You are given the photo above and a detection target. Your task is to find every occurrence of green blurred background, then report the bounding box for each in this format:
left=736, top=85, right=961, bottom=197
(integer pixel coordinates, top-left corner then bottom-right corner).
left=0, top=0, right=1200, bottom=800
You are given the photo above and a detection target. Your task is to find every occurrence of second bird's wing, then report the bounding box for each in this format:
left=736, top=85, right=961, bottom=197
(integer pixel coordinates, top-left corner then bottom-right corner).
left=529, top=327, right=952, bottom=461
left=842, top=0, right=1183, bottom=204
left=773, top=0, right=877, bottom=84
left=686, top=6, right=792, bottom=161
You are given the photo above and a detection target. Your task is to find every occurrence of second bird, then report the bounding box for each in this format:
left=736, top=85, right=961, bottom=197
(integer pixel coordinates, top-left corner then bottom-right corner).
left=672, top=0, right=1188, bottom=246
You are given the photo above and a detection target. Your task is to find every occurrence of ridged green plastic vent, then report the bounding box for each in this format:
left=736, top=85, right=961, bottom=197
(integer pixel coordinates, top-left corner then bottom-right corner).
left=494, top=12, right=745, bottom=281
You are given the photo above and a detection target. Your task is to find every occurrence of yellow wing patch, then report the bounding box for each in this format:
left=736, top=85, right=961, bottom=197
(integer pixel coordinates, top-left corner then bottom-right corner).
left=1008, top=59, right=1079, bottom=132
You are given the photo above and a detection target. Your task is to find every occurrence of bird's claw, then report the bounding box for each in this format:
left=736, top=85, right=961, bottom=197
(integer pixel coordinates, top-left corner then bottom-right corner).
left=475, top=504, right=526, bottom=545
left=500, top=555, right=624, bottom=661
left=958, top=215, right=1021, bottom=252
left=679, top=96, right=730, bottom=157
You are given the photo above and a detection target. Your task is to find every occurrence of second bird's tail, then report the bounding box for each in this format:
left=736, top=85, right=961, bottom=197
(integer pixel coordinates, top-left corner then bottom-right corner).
- - -
Goal. Above are the records; copy all of them exactly.

Output of the task.
You are given the photo above and a detection target. Your task is to find every occurrence of green blurred background, then report the bounding box for each in this format:
left=736, top=85, right=961, bottom=197
(integer pixel coordinates, top-left corner then bottom-right corner).
left=0, top=0, right=1200, bottom=800
You are given the photo above and a detection target. Your task is to find every occurrence of second bird's wing, then report the bounding box for each in this format:
left=736, top=85, right=961, bottom=197
(integer pixel coordinates, top-left corner then bottom-right corner).
left=529, top=327, right=952, bottom=461
left=842, top=0, right=1183, bottom=204
left=773, top=0, right=877, bottom=84
left=686, top=6, right=792, bottom=161
You are given the photo above and a detection target. Your task is to find every occurrence of second bird, then report the bounding box for each in this format:
left=736, top=85, right=961, bottom=197
(integer pixel coordinates, top-left corner then bottom-right corner).
left=672, top=0, right=1188, bottom=246
You are given the photo above and a detection target. Your task is to find every occurrence of ridged green plastic vent, then report the bounding box for each in this format:
left=736, top=85, right=961, bottom=197
(integer pixel coordinates, top-left corner then bottom-right corner).
left=494, top=12, right=745, bottom=281
You are given the photo above and a detection target. Your task is to find every occurrence of yellow wing patch, then report the bounding box for each in this format:
left=736, top=85, right=961, bottom=197
(integer pixel coordinates, top-left corner then bottom-right corner).
left=1008, top=59, right=1079, bottom=132
You are given the photo above and a detection target. Your task is to find every occurrence of bird's claw, then report the bounding box for each in this format:
left=736, top=85, right=961, bottom=197
(integer pixel coordinates, top-left corner then bottom-right corner).
left=475, top=504, right=526, bottom=545
left=500, top=555, right=624, bottom=661
left=958, top=215, right=1021, bottom=252
left=679, top=96, right=730, bottom=157
You are given the photo above and a detection target. Your task is to find every occurrence of second bird's tail, then report the bounding box for each in this format:
left=736, top=85, right=961, bottom=197
(integer pixel coordinates, top-left corner then bottom-right corner).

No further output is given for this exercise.